# Mid-season Trades Thread



## sheefo13 (Jul 13, 2002)

*Mid-season Trades Thread?*

Well I thought I would create a thread for our trade rumors, potential trades, trade ideas, and trades around the league.

Some right now....
Reggie Evans to Minnesota, trade exception to Denver

Idea for some of our stuff

Wolves Trade:
Troy Hudson
Marko Jaric
Eddie Griffin

Memphis Trades:
Mike Miller
Brian Cardinal

McCants makes his way back....

PG-James/Foye/Wright
SG-Miller/McCants/Foye
SF-Hassell/Davis/Miller
PF-Garnett/Smith/Cardinal/Reed/Madsen
C-Blount/Evans/Madsen

You get the picture... We would have an awsome 2nd string line of guys.. I mean, I prefer Davis off the bench but Miller brings in a much needed shooter and so does McCants. Doubt that the Memphis Deal would go through though...But for everyone who has been here long enough, you know this is my favorite part.


----------



## Mateo (Sep 23, 2006)

*Re: Mid-season Trades Thread?*

i think we have to make a big splash. assuming their teams are bad, make a run for iverson or piece.


----------



## The Merlin (Apr 9, 2004)

*Re: Mid-season Trades Thread?*



Mateo said:


> i think we have to make a big splash. assuming their teams are bad, make a run for iverson or piece.


Uuh, KG and AI in same team, sweet... But that would mean getting rid of the young players, and then when KG and AI retire, what would Minnesota have? Because let's face it, we r not getting AI with Jaric, Hudson and Griffin for example. I wouldn't mind at all, if something like this would happen: James, Jaric, Griffin -> AI. But i don't think Sixers would accept this kind of deal


----------



## mediocre man (Feb 24, 2004)

*Re: Mid-season Trades Thread?*

I think it will be interesting to see if Zach Randolph gets traded. The guy is playing better than anyone in the league right now, and if it continues he'll have an extremely high trade value. He's had some problems off the court, and with my beloved Trailblazers going through a make over of sorts they could try to move him. 

As opposing fans what do you think a guy averaging close to 30 and 10 that plays average at best defense and makes a ton of money for many more years would get in a trade.


----------



## Mateo (Sep 23, 2006)

*Re: Mid-season Trades Thread?*



The Merlin said:


> Uuh, KG and AI in same team, sweet... But that would mean getting rid of the young players, and then when KG and AI retire, what would Minnesota have? Because let's face it, we r not getting AI with Jaric, Hudson and Griffin for example. I wouldn't mind at all, if something like this would happen: James, Jaric, Griffin -> AI. But i don't think Sixers would accept this kind of deal


Who cares about what happens when KG retires. I'd like to win _now_. What would happen if KG did retire and we didn't make the move? Our team is going to be horrible when he leaves unless McHale gets lucky in th draft one more time (like he did with KG).

Data lines:
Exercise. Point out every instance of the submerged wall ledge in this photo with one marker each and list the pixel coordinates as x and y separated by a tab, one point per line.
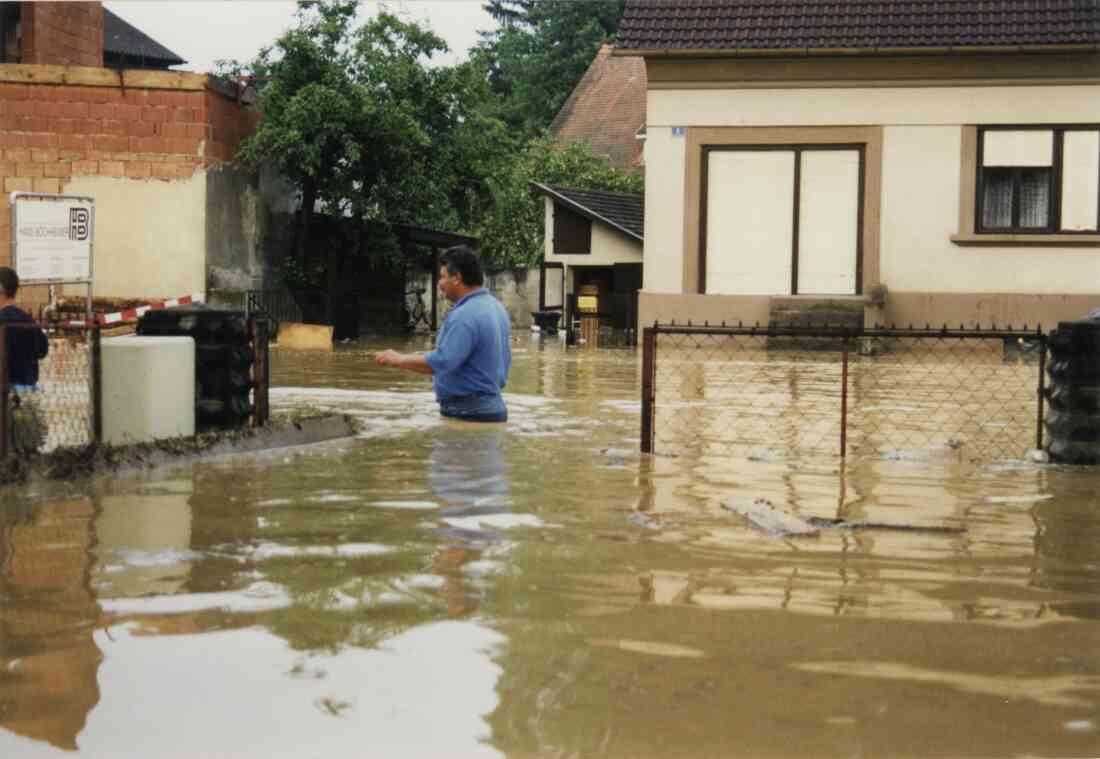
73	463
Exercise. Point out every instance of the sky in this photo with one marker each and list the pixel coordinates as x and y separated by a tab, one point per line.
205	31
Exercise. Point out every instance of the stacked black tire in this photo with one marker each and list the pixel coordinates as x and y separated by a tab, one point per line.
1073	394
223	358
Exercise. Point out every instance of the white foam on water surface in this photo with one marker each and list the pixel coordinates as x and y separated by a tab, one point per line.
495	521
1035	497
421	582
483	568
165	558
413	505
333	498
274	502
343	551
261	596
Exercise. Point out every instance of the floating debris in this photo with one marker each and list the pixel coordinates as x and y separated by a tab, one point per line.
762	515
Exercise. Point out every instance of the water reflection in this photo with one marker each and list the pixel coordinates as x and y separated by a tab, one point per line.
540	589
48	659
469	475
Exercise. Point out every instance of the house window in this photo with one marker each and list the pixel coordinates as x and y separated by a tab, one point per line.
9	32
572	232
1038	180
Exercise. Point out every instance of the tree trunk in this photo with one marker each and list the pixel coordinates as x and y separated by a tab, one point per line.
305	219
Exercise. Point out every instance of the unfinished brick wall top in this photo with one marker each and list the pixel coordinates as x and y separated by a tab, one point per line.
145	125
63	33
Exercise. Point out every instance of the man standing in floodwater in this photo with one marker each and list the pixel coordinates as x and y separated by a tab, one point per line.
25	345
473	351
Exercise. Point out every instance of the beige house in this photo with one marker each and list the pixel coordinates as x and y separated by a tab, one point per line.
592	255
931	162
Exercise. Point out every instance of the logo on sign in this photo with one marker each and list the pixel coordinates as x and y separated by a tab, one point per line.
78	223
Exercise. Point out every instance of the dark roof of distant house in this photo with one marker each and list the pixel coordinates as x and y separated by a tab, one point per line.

---

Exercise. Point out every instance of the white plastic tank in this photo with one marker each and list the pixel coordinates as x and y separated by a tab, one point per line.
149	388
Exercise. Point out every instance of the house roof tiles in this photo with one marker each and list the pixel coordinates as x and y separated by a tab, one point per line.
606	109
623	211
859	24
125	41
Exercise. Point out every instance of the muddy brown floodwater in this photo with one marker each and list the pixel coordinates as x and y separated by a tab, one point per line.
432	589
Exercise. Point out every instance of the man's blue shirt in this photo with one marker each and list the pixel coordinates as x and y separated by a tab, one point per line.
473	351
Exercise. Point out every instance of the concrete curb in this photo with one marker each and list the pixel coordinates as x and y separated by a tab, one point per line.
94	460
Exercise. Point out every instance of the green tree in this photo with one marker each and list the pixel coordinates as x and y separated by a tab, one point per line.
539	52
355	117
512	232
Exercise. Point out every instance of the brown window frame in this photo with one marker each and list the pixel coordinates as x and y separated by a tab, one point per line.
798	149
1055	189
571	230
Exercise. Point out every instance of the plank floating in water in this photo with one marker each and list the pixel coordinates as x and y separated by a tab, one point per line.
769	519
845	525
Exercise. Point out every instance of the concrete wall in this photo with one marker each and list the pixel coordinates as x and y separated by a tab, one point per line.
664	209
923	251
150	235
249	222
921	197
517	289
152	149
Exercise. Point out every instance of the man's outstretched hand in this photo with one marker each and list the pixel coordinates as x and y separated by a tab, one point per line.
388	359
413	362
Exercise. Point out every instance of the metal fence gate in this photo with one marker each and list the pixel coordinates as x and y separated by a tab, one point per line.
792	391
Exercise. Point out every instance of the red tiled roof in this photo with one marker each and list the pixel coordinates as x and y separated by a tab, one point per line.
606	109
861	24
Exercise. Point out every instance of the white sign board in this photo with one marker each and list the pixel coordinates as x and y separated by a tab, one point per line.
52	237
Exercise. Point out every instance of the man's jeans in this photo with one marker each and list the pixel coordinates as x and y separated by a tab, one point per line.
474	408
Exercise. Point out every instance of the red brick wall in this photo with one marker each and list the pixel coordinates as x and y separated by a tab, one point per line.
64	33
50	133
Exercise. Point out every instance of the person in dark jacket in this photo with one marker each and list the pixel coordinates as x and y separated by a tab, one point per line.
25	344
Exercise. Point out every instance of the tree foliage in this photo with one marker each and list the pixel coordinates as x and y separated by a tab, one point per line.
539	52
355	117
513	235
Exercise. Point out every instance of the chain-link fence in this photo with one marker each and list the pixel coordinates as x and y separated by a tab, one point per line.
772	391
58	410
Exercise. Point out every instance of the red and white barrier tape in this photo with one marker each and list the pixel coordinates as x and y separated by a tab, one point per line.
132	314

Written task A: Please reproduce the trade thread word for word between "Reggie Evans to" and "his way back....", inclusive.
Written task B:
Answer these from the trade thread:
(i) In the first post, which player is named as going to Minnesota?
(ii) Which team does mediocre man call "my beloved"?
(iii) Who does Mateo say got lucky in the draft with KG?
The records have nothing to do with the trade thread.

Exercise result A:
Reggie Evans to Minnesota, trade exception to Denver

Idea for some of our stuff

Wolves Trade:
Troy Hudson
Marko Jaric
Eddie Griffin

Memphis Trades:
Mike Miller
Brian Cardinal

McCants makes his way back....

Exercise result B:
(i) Reggie Evans
(ii) The Trailblazers
(iii) McHale